- WHAT IS BEING ASKED: Go through the entries below. Copy each line in which "region" appears.
=== Begin Enclosure ===
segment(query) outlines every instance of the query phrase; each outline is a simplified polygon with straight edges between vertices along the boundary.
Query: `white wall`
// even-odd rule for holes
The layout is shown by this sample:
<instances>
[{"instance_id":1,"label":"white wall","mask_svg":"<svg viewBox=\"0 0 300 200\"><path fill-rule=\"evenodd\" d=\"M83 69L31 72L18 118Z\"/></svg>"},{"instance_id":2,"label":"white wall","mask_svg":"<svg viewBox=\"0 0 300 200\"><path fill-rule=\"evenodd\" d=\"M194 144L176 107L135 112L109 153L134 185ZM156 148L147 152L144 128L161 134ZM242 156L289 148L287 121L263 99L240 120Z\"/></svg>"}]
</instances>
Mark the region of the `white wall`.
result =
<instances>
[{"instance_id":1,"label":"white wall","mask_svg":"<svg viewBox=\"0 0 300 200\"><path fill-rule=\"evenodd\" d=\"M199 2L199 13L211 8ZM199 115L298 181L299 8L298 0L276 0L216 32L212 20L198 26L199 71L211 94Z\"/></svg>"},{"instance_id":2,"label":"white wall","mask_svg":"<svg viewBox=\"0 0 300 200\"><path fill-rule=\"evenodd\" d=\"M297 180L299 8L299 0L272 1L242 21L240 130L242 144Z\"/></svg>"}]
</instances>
=== End Enclosure ===
=== Begin Enclosure ===
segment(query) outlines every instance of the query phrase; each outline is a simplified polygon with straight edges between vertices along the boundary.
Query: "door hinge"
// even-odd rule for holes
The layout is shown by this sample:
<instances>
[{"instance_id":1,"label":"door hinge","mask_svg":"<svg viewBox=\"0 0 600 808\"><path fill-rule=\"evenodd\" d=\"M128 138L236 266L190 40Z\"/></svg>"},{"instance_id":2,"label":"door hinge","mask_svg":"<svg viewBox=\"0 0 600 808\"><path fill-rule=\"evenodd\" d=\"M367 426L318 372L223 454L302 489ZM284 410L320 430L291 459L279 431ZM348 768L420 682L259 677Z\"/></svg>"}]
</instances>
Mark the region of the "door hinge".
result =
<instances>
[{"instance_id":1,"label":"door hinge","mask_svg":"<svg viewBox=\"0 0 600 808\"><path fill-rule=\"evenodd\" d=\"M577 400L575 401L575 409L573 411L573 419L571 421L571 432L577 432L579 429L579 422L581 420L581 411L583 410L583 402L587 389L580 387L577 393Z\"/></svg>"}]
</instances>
=== End Enclosure ===
=== Begin Enclosure ===
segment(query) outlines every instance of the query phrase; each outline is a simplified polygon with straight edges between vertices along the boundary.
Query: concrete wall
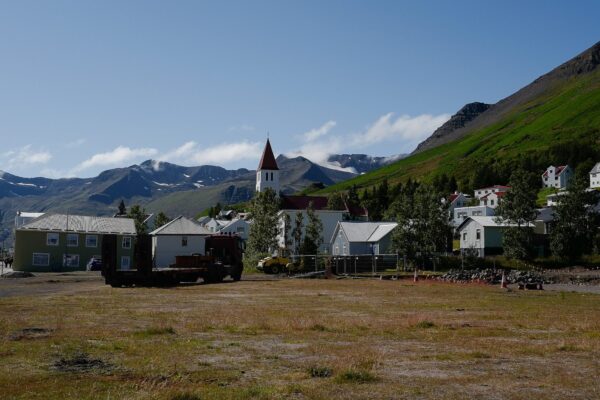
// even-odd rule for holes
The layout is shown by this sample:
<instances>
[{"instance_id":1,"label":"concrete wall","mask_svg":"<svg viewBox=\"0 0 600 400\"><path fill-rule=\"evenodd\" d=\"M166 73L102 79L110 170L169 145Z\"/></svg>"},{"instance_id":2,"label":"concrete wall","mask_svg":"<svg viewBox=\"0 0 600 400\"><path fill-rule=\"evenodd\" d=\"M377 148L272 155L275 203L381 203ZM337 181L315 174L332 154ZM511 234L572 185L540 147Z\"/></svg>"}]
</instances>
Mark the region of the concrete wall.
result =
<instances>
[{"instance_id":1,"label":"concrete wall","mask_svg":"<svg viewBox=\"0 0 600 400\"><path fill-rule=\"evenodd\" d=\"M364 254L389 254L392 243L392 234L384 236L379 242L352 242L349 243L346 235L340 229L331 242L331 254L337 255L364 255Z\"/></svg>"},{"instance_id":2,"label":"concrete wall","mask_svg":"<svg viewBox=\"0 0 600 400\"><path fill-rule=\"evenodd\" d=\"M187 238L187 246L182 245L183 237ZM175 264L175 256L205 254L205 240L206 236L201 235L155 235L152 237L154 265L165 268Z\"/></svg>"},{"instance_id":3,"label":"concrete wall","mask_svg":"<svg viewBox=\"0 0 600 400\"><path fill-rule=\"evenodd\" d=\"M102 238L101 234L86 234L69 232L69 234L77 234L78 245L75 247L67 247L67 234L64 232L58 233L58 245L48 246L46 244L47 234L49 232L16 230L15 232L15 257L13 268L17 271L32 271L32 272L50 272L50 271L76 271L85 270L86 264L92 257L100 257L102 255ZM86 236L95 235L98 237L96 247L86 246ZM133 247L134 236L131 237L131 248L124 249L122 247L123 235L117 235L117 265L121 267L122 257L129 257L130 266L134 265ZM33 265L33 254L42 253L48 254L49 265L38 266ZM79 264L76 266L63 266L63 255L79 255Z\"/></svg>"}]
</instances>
=== End Enclosure ===
- ANSWER TO THE EXERCISE:
Mark the region of the `white wall`.
Mark the region of the "door hinge".
Mark the region of the concrete wall.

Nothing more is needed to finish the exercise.